Return the stretch of the text on Nigeria's embassy in Doha from "The Embassy of Nigeria, Doha" through "individuals and companies.", word for word.

QUOTED TEXT —
^^^^^^^^
The Embassy of Nigeria, Doha is a Nigerian diplomatic mission in Qatar established in 2013 and currently headed by ambassador Yakubu Abdullahi Ahmed. The mission is the only representation of Nigeria in the State of Qatar.

Brief History 
The embassy of Nigeria in Qatar was created in 2013 to foster good bilateral relationship between the two countries. It was the same year that the state of Qatar also opened an embassy in Nigeria. The embassy provides various services which include passport services (including Tourist, Business, Temporary permit, Diplomatic/Official and Transit Visa), travel visas and attestation and legalisation of documents of individuals and companies.

Embassy officials 
 Mr Yakubu Abdullahi Ahmed  (Ambassador)
^^^^^^^^
DATA —
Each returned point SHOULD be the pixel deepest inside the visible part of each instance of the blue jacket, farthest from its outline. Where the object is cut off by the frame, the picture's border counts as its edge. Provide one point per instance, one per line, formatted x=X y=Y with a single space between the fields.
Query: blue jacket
^^^^^^^^
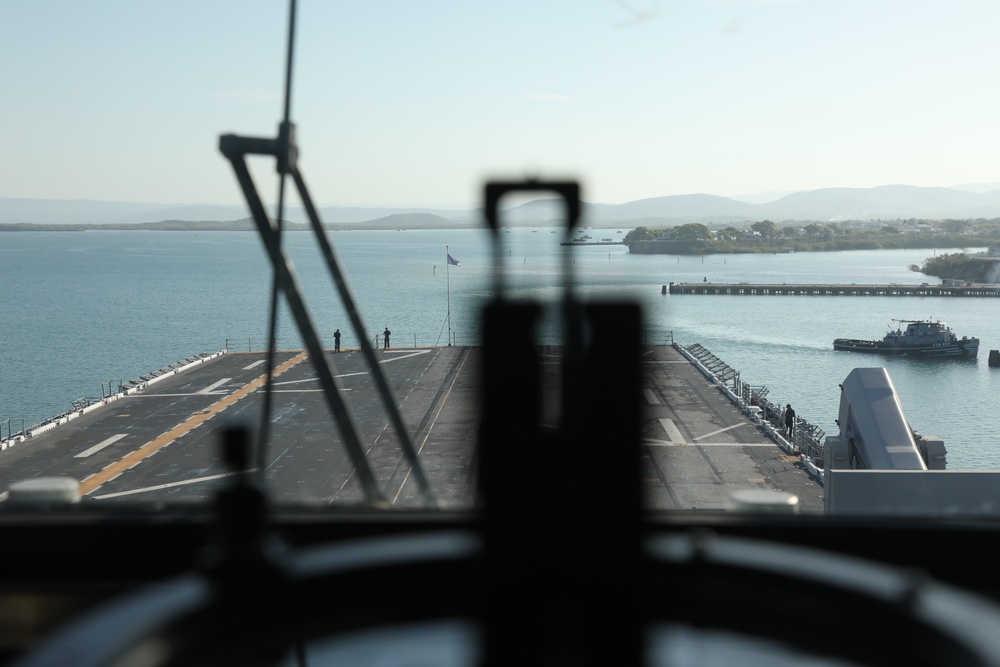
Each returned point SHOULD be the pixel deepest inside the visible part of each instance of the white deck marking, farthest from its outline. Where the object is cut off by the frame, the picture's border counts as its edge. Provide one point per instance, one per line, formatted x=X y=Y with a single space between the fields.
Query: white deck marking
^^^^^^^^
ANSWER BELOW —
The Embassy of Nigeria, Doha is a Nigerian diplomatic mission in Qatar established in 2013 and currently headed by ambassador Yakubu Abdullahi Ahmed. The mission is the only representation of Nigeria in the State of Qatar.

Brief History 
The embassy of Nigeria in Qatar was created in 2013 to foster good bilateral relationship between the two countries. It was the same year that the state of Qatar also opened an embassy in Nigeria. The embassy provides various services which include passport services (including Tourist, Business, Temporary permit, Diplomatic/Official and Transit Visa), travel visas and attestation and legalisation of documents of individuals and companies.